# [Stated goal]
Format the entries from the line with "mark the region of every instance of the **outlet" to the line with "250], [471, 243]]" as a two-column CSV with the columns request and polygon, one row per entry. Put each field in quotes, turn line breaks into spaces, and leave out the pictures.

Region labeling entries

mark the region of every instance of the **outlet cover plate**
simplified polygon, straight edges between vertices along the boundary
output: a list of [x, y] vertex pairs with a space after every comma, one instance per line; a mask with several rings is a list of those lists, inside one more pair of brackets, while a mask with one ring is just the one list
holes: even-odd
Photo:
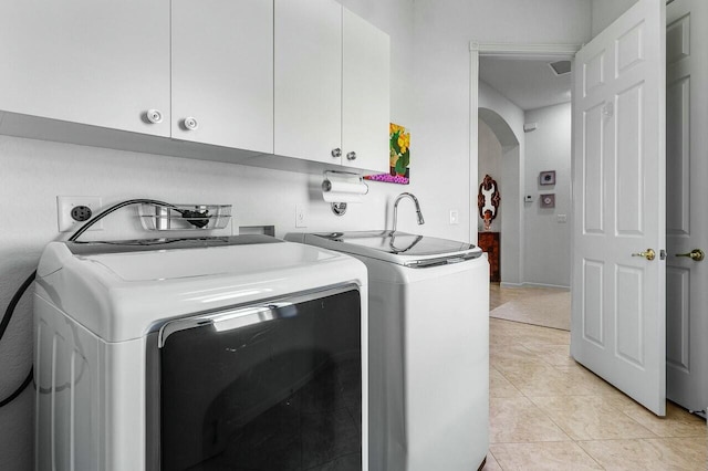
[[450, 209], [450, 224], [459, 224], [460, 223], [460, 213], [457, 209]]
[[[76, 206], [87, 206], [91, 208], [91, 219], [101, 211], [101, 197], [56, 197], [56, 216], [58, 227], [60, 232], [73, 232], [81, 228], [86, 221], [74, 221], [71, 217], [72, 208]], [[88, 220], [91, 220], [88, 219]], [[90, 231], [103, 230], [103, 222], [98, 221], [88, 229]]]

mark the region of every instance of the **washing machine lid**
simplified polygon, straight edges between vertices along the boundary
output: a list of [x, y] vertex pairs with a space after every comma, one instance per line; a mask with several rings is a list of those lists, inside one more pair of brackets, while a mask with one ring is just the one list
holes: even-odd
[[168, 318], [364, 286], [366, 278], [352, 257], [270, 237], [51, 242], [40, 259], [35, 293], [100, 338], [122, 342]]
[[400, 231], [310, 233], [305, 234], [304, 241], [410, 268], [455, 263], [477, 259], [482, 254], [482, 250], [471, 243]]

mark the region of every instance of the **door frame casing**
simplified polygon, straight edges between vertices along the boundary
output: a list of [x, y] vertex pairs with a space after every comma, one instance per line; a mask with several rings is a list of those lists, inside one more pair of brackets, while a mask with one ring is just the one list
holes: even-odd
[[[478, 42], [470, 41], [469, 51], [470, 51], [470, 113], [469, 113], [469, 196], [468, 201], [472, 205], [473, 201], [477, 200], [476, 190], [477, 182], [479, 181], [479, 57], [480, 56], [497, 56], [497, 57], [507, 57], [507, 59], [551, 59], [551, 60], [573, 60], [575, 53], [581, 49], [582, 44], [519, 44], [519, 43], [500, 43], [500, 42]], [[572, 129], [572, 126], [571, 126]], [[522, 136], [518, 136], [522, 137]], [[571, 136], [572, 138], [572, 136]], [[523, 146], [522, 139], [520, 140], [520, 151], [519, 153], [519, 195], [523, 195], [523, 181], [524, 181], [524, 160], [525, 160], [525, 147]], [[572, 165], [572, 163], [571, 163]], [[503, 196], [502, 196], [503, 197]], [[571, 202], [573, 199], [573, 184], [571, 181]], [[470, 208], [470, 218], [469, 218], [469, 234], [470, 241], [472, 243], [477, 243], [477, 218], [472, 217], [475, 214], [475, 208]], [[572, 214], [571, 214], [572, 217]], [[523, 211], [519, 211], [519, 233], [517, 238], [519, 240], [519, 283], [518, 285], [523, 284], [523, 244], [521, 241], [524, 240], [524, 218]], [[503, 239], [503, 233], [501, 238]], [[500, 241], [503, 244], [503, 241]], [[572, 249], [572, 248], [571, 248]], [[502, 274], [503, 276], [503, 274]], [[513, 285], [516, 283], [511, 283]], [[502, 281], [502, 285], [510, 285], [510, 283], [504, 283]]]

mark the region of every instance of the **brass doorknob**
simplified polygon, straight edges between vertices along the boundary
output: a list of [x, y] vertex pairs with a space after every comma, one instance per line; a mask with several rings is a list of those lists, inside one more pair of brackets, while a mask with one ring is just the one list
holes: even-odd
==
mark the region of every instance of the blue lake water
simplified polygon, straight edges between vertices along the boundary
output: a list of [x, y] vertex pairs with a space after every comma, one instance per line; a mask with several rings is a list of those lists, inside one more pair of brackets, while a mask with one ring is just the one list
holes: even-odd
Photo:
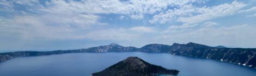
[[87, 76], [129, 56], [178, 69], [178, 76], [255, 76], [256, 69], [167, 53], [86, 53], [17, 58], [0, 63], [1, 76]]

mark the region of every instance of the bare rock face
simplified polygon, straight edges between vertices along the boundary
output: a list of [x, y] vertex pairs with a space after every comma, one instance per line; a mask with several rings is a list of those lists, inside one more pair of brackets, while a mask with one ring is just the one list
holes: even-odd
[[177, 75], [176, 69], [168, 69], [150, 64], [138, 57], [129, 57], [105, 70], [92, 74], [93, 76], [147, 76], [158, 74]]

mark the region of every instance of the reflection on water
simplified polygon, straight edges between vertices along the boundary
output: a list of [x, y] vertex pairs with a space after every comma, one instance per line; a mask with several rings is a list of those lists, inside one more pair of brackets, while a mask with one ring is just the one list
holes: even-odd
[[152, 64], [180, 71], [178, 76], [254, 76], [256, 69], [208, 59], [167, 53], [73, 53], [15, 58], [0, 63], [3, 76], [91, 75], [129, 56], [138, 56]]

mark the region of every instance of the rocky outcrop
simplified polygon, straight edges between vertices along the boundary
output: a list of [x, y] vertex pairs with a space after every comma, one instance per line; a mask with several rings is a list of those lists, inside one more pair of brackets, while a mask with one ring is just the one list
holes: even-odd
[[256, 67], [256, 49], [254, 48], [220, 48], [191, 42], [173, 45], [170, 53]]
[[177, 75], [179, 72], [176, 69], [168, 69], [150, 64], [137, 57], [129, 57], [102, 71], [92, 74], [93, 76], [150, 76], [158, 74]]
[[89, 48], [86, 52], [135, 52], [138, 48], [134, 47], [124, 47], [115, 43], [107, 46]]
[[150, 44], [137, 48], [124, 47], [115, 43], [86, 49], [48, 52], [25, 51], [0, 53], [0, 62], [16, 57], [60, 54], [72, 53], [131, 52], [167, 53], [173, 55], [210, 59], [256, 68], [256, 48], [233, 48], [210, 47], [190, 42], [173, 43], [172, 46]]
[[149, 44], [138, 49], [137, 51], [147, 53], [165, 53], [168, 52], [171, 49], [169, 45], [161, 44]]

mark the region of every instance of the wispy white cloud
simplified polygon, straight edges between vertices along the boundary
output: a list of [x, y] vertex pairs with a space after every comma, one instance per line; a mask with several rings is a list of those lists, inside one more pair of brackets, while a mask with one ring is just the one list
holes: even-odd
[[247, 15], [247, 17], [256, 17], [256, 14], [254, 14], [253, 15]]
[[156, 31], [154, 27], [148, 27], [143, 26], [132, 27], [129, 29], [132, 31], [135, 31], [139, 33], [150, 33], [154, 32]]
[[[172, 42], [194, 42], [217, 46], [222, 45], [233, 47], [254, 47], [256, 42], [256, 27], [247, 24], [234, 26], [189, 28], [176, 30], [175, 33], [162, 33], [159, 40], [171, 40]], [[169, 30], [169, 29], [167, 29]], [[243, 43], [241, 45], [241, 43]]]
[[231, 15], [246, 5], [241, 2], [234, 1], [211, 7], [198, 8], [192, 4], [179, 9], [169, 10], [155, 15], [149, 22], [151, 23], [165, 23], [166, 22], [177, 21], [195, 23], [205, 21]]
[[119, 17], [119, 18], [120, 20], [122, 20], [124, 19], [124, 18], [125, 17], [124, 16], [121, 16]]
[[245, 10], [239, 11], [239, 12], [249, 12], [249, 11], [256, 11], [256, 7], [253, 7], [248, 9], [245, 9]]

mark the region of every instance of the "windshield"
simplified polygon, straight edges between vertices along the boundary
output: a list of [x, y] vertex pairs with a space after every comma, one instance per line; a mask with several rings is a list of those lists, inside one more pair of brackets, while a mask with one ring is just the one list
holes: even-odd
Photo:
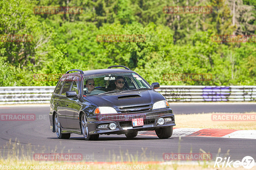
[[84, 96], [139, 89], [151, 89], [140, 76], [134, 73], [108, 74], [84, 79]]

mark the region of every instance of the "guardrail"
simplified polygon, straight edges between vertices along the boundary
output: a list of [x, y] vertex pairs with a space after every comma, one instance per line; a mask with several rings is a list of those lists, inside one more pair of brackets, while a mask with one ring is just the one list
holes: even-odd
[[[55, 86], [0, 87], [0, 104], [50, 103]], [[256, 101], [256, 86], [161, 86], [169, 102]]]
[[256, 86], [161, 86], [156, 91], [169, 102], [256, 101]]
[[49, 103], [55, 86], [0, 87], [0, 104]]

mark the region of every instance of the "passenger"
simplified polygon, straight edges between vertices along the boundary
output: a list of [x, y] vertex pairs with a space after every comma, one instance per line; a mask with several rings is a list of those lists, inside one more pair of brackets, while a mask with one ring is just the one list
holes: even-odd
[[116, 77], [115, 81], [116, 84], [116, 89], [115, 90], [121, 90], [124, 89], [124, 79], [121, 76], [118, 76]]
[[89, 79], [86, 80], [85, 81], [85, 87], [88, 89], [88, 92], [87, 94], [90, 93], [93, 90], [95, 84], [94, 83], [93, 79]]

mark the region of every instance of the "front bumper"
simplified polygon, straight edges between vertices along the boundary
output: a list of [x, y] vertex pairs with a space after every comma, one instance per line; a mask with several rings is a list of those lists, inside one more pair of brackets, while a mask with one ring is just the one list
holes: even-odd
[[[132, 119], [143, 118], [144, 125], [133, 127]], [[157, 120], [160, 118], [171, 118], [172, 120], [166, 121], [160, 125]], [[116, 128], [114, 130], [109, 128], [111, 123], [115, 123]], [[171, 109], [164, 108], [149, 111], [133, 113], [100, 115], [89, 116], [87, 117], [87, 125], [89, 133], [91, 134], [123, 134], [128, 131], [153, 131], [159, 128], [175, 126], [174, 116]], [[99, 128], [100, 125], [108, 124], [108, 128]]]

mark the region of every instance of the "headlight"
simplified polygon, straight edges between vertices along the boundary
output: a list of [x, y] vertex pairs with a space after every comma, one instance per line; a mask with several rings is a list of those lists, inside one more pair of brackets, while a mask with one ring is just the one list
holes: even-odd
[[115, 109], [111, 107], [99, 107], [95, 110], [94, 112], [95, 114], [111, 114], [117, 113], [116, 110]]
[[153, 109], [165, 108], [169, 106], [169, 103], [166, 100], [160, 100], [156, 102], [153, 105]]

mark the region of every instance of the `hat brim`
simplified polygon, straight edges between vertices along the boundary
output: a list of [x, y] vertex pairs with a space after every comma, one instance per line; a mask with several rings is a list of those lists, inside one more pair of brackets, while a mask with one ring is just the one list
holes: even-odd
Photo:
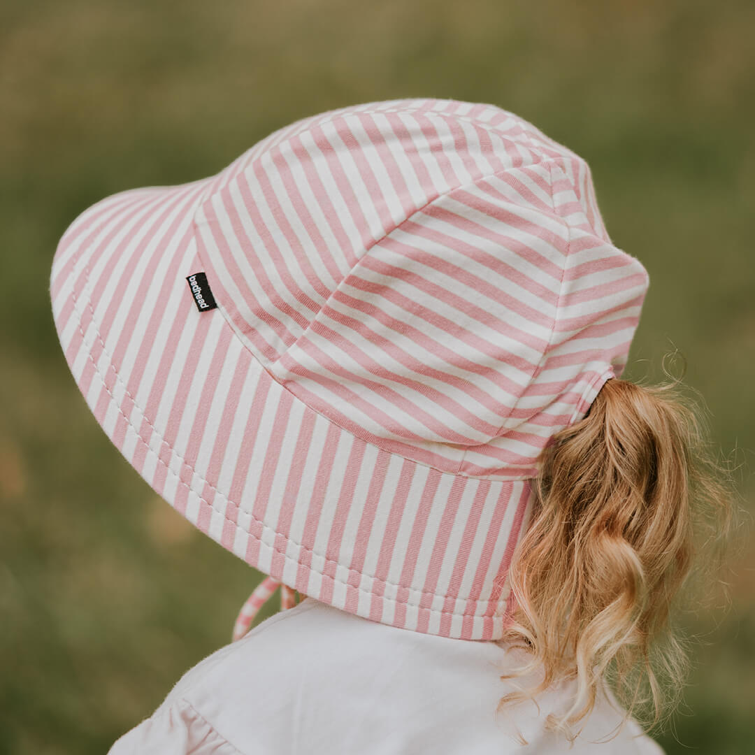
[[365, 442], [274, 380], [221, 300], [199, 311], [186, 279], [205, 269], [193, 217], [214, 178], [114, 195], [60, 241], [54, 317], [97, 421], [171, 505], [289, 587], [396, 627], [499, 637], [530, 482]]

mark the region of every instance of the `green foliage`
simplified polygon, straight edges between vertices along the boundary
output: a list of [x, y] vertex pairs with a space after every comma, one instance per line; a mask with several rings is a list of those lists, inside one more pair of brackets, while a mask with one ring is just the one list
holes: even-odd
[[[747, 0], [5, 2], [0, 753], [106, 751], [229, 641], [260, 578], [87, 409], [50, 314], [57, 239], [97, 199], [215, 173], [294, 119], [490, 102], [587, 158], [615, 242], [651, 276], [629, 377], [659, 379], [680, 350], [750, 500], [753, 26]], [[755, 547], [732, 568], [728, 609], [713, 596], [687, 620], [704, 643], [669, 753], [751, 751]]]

# [Response]
request,polygon
"mark the region of every instance of the **outlet cover plate** simplified polygon, straight edges between vertices along the boundary output: a list of [x, y] vertex pairs with a space after every comma, one instance per line; a mask with several rings is a list of those lists, inside one more pair of brackets, while a mask with one ring is just the one list holes: even-odd Photo:","[[450, 209], [450, 224], [459, 224], [460, 223], [460, 213], [457, 209]] [[[76, 206], [87, 206], [91, 208], [91, 219], [101, 211], [101, 197], [56, 197], [56, 216], [58, 227], [60, 232], [73, 232], [81, 228], [86, 221], [74, 221], [71, 217], [72, 208]], [[88, 220], [91, 220], [88, 219]], [[90, 231], [103, 230], [103, 222], [98, 221], [88, 229]]]"
"mark the region of every instance of the **washing machine lid** simplified polygon, straight edges between vertices along the boundary output: a list of [x, y] vertex pairs with a space after every comma, one instance per line; a mask with several rings is a list of those lists, inside one more pair of brackets, while a mask with one ring is just the one list holes: even-odd","[[168, 318], [364, 286], [366, 278], [352, 257], [270, 237], [51, 242], [40, 259], [35, 293], [100, 338], [122, 342]] [[400, 231], [310, 233], [305, 234], [304, 241], [410, 268], [455, 263], [477, 259], [482, 254], [482, 250], [471, 243]]"